#### [Task to complete]
The expected answer is a copy of every line in the listing that has the word "below".

________________________

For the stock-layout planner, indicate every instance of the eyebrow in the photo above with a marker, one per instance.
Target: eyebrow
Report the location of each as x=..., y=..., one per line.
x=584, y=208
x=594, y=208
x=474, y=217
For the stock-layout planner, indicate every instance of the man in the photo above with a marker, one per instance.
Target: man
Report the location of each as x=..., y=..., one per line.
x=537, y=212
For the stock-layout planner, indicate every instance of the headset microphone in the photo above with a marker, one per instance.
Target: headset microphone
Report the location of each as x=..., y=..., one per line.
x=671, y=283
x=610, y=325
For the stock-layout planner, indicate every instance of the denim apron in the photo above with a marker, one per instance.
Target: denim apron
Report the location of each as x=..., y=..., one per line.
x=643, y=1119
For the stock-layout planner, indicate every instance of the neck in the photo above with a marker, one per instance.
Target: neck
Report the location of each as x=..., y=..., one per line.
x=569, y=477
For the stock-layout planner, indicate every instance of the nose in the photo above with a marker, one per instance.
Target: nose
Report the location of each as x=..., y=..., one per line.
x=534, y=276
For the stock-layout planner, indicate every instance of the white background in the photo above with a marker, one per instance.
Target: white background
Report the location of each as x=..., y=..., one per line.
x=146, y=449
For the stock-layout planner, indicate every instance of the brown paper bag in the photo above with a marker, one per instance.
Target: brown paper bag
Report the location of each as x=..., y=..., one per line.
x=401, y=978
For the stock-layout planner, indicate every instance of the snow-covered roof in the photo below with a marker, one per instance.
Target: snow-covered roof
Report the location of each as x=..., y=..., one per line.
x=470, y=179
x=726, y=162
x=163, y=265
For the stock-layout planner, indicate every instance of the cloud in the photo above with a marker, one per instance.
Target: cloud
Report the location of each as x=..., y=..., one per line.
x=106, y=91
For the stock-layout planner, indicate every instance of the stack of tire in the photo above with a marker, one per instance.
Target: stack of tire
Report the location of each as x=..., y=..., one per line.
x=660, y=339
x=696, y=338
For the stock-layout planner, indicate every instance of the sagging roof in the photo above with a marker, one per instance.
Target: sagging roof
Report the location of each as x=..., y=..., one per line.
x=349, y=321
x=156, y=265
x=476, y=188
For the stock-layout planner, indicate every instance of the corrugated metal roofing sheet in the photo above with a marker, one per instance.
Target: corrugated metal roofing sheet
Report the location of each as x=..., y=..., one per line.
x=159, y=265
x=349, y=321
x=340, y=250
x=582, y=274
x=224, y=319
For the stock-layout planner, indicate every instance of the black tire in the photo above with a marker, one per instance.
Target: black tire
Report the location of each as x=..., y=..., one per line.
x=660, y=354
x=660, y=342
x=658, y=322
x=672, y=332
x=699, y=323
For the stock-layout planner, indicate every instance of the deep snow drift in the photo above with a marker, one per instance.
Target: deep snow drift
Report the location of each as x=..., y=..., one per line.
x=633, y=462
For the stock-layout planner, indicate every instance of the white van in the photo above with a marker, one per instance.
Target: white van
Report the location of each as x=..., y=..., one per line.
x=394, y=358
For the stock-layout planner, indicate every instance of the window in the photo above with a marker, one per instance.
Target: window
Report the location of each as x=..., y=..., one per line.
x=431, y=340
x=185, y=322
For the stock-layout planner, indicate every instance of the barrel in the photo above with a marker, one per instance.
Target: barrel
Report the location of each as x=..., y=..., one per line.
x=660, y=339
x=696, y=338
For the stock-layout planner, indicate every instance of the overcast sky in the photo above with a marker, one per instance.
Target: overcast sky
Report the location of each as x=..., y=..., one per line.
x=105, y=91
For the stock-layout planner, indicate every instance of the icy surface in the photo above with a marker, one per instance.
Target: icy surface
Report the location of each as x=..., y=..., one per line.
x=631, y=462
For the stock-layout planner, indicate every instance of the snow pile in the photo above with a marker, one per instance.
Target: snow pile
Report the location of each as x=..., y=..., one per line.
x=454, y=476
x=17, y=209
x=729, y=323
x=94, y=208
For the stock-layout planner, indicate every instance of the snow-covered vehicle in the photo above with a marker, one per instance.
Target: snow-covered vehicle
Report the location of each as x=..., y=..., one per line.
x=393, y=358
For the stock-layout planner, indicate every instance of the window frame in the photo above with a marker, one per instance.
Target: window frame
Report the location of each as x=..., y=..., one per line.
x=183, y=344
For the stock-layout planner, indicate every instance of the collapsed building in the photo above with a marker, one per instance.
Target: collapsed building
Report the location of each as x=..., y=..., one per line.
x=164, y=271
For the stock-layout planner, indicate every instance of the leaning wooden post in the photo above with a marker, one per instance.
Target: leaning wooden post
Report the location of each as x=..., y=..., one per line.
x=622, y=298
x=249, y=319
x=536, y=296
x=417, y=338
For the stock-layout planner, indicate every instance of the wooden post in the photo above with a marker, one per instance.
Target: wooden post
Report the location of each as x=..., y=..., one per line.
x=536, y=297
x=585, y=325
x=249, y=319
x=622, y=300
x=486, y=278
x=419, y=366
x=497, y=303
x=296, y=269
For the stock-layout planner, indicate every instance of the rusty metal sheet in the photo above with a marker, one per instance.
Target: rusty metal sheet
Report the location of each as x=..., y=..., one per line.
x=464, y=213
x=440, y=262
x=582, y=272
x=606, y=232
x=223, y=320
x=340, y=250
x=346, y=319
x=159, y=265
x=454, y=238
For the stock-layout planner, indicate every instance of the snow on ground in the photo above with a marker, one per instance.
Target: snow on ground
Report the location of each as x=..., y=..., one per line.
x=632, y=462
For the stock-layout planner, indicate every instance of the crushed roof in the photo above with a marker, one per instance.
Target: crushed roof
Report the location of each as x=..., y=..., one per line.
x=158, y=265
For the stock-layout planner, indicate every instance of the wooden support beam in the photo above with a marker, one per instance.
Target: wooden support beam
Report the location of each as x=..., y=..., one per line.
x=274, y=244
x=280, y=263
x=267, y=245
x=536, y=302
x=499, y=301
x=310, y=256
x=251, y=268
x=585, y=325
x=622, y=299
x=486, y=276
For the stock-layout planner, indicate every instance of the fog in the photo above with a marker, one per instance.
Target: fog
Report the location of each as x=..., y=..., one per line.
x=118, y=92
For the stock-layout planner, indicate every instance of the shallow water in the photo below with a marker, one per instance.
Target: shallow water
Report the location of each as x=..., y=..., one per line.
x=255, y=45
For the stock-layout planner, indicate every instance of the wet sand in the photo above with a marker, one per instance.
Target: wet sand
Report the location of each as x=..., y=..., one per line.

________________________

#### [Solution]
For the stock-layout planner, indicate every instance of the snow-covered roof in the photo below with a marker, one per instance.
For the stock-layout planner, indicate every instance of the shallow water in the photo below with a marker, one per instance.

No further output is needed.